TASK GOAL -
A word-for-word repeat of all the data is the goal.

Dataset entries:
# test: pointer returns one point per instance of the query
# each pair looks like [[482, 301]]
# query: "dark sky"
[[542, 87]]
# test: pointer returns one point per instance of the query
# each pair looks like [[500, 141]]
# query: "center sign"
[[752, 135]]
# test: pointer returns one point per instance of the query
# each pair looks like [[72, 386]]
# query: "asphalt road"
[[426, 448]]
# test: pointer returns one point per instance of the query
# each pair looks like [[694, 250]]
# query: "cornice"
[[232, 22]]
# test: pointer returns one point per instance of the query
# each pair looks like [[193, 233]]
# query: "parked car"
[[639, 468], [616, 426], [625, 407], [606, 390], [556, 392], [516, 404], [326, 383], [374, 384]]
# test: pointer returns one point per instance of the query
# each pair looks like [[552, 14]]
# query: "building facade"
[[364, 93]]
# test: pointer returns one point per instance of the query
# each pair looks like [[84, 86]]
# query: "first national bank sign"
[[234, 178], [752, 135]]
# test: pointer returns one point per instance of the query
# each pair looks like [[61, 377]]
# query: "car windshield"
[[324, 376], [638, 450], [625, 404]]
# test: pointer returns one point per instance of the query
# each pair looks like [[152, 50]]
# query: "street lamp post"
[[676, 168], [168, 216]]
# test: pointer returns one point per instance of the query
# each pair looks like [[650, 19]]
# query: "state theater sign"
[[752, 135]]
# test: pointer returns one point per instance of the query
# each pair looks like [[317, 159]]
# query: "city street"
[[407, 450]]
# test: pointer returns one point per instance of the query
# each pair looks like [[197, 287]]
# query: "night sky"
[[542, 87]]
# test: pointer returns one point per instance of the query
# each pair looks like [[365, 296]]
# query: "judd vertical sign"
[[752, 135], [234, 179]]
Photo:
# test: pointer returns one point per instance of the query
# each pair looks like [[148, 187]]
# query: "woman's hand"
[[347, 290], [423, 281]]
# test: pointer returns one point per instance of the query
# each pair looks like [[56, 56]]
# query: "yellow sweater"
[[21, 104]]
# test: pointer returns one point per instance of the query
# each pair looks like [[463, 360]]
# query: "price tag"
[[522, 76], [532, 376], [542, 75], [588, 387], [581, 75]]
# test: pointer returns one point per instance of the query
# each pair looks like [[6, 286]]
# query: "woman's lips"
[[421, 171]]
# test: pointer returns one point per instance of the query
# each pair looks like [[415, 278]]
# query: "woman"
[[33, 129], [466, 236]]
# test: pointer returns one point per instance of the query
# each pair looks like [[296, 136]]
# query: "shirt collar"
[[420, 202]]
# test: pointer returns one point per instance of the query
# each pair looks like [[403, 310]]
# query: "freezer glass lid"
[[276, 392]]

SOLUTION TO THIS TASK -
# test: pointer returns one point per instance of the query
# each pair looks like [[482, 301]]
# query: "dark sky"
[[542, 87]]
# test: pointer returns one point per instance of the query
# each pair looks like [[500, 141]]
# query: "center sign"
[[752, 135]]
# test: pointer returns one point per instance of the query
# each pair looks like [[72, 386]]
# query: "asphalt road"
[[426, 448]]
# test: pointer returns one point per instance of the query
# each pair looks like [[694, 250]]
# query: "cornice"
[[232, 22]]
# test: pointer returns one point per instance of the query
# each pair looks like [[193, 233]]
# query: "parked car"
[[639, 468], [616, 426], [625, 407], [606, 390], [556, 392], [516, 404], [326, 383], [374, 384]]
# test: pointer returns one point per instance of the query
# each pair looks like [[552, 14]]
# query: "building facade"
[[364, 93]]
# test: pointer returns one point per instance of the query
# each pair looks like [[84, 86]]
# query: "first national bank sign"
[[234, 178], [752, 135]]
# test: pointer returns one point per instance of the query
# each pair looks like [[61, 377]]
# query: "car windshield"
[[324, 376], [638, 450], [625, 404]]
# test: pointer returns one point per instance of the query
# each pair looks like [[152, 50]]
# query: "street lamp post"
[[676, 168], [168, 216]]
# test: pointer returns one point per instance of the query
# each pair looks like [[650, 19]]
# query: "state theater sign"
[[752, 135]]
# test: pointer returns one point per instance of the query
# each pair looks like [[317, 159]]
# query: "city street"
[[407, 450]]
# test: pointer returns one point per instance of the query
# each pair looks like [[197, 287]]
# query: "night sky"
[[542, 87]]
# test: pointer returns one point per instance of the query
# each pair looks like [[365, 296]]
# query: "judd vertical sign"
[[752, 135], [234, 179]]
Photo:
# test: pointer returns one point per instance of the query
# each pair looks like [[148, 187]]
# query: "woman's hand"
[[347, 290], [423, 281]]
# test: pointer returns one point per instance of the query
# each pair looks like [[56, 56]]
# query: "yellow sweater"
[[21, 104]]
# test: pointer returns one point per instance of the query
# each pair looks like [[463, 360]]
# query: "price tag"
[[522, 76], [532, 376], [542, 75], [588, 387], [581, 75]]
# test: pointer returns one point per instance of the query
# each pair looks like [[6, 286]]
# query: "woman's lips"
[[421, 171]]
# test: pointer returns one point per instance of the query
# each pair looks like [[415, 278]]
# query: "woman"
[[33, 129], [466, 236]]
# test: pointer returns one point per instance of the query
# each pair looks like [[296, 136]]
# query: "shirt collar"
[[420, 202]]
# test: pointer returns one point per instance of the query
# each pair looks like [[403, 310]]
# query: "freezer glass lid"
[[276, 392]]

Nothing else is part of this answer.